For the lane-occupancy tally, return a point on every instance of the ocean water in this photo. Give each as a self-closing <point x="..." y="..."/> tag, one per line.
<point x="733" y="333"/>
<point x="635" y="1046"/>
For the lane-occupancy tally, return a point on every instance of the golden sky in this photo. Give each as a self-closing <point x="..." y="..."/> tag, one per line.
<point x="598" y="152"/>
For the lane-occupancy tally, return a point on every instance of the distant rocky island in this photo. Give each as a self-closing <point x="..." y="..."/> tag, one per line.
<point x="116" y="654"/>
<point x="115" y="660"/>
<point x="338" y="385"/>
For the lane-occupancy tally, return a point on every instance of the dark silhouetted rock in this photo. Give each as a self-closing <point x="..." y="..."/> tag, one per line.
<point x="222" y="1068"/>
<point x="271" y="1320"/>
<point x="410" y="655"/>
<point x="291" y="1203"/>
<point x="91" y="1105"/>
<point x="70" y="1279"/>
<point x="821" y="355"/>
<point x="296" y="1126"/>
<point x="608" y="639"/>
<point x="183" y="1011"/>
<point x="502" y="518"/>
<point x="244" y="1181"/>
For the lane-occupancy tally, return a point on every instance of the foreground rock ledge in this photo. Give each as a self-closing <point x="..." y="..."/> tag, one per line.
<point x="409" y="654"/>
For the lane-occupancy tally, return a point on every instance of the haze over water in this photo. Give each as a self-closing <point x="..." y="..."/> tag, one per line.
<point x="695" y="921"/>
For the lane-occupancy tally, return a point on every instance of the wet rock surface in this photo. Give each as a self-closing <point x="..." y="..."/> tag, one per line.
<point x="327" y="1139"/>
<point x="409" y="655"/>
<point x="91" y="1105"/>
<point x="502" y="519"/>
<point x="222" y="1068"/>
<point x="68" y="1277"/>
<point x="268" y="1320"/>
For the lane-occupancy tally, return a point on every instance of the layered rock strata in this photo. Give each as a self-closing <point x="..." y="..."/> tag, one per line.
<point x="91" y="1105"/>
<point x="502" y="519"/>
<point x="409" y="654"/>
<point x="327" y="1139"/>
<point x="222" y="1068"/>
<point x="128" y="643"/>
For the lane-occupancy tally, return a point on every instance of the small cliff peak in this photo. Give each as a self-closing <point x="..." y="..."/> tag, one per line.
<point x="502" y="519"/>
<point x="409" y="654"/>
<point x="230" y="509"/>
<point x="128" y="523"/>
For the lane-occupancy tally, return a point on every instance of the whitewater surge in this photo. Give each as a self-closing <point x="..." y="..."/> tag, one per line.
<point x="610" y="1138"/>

TASK DETAILS:
Once you have read the data, reproduce all of it exactly.

FINAL ANSWER:
For the lane-occupancy tally, return a point on every instance of the ocean water in this photo. Give each as a self-closing <point x="..." y="..."/> tag, one per line.
<point x="733" y="333"/>
<point x="635" y="1046"/>
For the lane-occupancy tally, return a point on every instance of the golden sky in this photo. Give each as a self-closing <point x="..." y="..."/> tag, one per line.
<point x="598" y="152"/>
For the lane-occupancy tally, return a point on every instance of the distant rocky island in this photo. Give each as a self-closing <point x="..." y="..."/> tag, one per line.
<point x="116" y="654"/>
<point x="115" y="660"/>
<point x="338" y="385"/>
For the lane-occupancy tally, return a point on every instance of the dark silhouetted rock in this photo. Give each as a self-closing <point x="..." y="..."/> tag, one per line.
<point x="222" y="1068"/>
<point x="271" y="1320"/>
<point x="410" y="655"/>
<point x="291" y="1203"/>
<point x="91" y="1105"/>
<point x="70" y="1279"/>
<point x="821" y="355"/>
<point x="296" y="1126"/>
<point x="608" y="639"/>
<point x="183" y="1011"/>
<point x="502" y="518"/>
<point x="244" y="1181"/>
For the lane-occupancy tally, return a point on every instance of the foreground rock ledge in this photo. Give each as a self-closing <point x="..." y="..."/> tag, one per line.
<point x="409" y="654"/>
For the lane-occupancy tally, return a point on every instance of the haze over water in this photo. Give each as a self-closing <point x="..." y="..."/> tag, one per line.
<point x="695" y="921"/>
For the lane-occupancy tally, return a point on every instance of the wet rock surface in this photo. Give each as a self-closing <point x="..." y="..."/> tag, one per line.
<point x="327" y="1139"/>
<point x="409" y="655"/>
<point x="91" y="1105"/>
<point x="502" y="519"/>
<point x="222" y="1068"/>
<point x="68" y="1277"/>
<point x="268" y="1320"/>
For the lane-occupancy tally, return a point on every instance of the layered rock strata in this photo. Give each as a self-closing <point x="..." y="..."/> tag, one per line.
<point x="91" y="1105"/>
<point x="502" y="519"/>
<point x="409" y="654"/>
<point x="327" y="1139"/>
<point x="222" y="1068"/>
<point x="128" y="643"/>
For the lane-occupancy tally, return a point on every instance of the small cliff peak in this photo. Give each as a self-closing <point x="..." y="..."/> tag, one per line.
<point x="502" y="519"/>
<point x="409" y="654"/>
<point x="230" y="509"/>
<point x="128" y="523"/>
For the lane-occupancy tally, return a point on every instance of the whitewater surge in this photo. Give each as a self-closing <point x="..." y="..."/> tag, one per line.
<point x="610" y="1138"/>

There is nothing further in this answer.